# [PROBLEM TO SOLVE]
Count the lines of the records below that contain the string "hand", and give only that number.

Raw records
= = =
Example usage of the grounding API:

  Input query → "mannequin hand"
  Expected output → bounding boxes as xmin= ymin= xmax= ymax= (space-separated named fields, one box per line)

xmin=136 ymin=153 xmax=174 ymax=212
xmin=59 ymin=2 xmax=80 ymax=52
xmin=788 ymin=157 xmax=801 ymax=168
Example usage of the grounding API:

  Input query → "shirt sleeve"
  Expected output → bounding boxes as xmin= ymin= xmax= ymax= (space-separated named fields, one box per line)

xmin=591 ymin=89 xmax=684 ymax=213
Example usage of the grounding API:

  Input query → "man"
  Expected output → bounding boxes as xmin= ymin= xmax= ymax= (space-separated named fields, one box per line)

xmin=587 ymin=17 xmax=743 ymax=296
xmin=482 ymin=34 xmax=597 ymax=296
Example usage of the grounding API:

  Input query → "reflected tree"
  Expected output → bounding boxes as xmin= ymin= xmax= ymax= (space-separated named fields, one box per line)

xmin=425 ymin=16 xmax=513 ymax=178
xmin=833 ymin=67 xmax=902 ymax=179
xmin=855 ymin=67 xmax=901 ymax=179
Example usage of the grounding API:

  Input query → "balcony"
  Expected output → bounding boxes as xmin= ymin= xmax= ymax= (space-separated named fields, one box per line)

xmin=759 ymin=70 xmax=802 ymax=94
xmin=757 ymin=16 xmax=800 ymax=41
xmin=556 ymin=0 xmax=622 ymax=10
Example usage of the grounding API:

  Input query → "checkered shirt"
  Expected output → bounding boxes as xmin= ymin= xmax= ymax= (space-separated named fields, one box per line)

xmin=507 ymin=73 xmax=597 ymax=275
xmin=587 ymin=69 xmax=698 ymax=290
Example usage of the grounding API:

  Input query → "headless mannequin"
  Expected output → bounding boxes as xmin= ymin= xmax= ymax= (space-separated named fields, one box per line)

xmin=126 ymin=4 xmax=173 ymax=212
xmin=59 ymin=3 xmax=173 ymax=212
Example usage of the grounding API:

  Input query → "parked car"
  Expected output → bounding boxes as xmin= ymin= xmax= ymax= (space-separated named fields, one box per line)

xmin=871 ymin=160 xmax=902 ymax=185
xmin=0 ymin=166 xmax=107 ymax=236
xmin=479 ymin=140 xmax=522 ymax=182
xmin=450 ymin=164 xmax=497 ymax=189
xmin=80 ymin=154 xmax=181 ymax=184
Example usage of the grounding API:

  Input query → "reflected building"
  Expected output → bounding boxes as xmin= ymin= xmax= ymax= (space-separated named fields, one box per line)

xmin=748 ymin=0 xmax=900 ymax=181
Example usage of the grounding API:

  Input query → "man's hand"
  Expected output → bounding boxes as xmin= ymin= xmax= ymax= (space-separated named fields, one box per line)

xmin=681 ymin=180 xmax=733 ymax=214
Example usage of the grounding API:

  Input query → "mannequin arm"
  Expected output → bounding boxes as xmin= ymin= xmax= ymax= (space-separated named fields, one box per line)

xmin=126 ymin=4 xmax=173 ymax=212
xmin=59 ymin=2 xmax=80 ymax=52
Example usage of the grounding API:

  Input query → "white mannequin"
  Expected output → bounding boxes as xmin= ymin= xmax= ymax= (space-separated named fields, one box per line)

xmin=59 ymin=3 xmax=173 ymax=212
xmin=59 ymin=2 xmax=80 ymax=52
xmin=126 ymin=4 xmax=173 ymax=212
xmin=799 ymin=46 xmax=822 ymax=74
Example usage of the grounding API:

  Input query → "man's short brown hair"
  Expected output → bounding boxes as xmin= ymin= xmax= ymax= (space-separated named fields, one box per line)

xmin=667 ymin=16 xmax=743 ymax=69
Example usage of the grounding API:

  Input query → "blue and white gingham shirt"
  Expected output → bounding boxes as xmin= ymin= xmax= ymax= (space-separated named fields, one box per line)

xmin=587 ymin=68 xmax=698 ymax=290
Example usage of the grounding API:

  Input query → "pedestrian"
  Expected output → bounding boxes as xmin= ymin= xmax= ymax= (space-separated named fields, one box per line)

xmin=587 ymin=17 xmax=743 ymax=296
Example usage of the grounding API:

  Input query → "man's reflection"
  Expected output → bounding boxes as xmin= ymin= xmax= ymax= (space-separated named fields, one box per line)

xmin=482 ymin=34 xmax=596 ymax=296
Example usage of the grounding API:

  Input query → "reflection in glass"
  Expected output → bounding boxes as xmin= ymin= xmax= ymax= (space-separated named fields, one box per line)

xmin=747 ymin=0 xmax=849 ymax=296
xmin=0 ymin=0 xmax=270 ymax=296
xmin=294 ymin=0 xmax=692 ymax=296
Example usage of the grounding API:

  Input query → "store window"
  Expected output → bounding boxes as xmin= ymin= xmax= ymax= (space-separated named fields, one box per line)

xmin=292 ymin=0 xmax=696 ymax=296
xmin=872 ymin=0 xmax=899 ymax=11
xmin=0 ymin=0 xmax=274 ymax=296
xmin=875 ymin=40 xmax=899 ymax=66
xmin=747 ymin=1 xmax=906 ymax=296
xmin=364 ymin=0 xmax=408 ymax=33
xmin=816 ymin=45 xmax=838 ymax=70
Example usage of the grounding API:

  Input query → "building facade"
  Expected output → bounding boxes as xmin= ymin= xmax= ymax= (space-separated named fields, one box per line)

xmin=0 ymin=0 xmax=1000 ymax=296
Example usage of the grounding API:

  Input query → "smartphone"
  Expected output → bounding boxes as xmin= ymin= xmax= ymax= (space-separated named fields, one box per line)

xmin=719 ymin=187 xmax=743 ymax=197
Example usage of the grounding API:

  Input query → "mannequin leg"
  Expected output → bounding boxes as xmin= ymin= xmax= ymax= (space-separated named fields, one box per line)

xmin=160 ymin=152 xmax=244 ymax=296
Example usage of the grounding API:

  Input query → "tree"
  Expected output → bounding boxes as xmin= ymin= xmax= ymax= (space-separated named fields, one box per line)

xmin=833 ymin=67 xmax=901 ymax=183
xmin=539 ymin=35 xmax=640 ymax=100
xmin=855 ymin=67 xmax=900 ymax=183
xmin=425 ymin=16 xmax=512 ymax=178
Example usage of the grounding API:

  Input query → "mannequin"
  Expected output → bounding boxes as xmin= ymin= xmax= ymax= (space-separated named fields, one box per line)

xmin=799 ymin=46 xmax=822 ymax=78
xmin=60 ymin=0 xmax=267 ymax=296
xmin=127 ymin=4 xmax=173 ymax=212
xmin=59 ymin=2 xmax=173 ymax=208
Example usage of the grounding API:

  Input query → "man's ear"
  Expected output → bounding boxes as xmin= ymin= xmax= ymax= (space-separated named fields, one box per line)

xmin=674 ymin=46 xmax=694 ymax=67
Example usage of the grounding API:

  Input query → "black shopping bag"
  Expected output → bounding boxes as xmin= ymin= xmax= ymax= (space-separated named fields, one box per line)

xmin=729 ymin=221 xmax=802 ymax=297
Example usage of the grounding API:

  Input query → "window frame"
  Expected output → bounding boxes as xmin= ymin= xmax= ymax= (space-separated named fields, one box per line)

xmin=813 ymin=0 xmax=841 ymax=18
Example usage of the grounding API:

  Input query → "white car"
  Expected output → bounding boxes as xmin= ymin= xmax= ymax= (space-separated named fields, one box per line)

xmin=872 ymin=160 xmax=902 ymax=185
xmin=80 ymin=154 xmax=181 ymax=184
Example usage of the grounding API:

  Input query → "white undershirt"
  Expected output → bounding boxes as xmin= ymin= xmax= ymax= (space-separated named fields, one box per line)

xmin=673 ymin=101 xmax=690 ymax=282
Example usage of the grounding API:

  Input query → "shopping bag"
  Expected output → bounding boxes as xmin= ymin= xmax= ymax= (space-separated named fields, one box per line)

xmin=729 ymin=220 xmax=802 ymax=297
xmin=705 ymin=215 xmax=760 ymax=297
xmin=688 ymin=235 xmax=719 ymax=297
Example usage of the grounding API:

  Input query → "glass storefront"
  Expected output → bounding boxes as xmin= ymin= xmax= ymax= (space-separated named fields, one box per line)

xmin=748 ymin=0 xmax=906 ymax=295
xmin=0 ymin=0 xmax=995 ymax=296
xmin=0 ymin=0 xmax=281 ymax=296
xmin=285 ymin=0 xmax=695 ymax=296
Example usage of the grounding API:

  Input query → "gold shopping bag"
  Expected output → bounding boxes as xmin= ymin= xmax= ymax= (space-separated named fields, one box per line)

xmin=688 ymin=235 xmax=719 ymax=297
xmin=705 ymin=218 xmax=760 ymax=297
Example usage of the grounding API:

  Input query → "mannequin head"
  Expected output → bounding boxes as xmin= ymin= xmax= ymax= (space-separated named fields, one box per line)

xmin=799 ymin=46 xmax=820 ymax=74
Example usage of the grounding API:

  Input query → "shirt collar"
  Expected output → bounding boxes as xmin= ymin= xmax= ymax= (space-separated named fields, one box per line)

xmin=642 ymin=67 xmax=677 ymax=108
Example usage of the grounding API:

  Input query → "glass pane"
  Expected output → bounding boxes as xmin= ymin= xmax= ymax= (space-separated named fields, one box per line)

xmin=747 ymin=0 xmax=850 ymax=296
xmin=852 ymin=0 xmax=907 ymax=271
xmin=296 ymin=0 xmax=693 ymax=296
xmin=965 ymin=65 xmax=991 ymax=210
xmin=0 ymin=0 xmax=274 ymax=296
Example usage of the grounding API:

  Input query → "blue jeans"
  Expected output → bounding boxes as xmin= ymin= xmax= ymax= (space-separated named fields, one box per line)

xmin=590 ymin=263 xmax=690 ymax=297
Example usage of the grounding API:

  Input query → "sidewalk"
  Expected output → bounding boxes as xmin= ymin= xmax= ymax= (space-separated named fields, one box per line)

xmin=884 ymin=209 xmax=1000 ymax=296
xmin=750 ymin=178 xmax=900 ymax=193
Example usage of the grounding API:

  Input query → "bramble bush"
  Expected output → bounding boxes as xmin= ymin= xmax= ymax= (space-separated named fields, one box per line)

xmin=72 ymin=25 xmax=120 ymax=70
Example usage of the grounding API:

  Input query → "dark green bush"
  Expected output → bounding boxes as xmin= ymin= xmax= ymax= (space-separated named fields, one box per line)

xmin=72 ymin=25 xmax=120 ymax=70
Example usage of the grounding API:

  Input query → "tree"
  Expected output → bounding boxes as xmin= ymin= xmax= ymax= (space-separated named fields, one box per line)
= = =
# [ANSWER BELOW]
2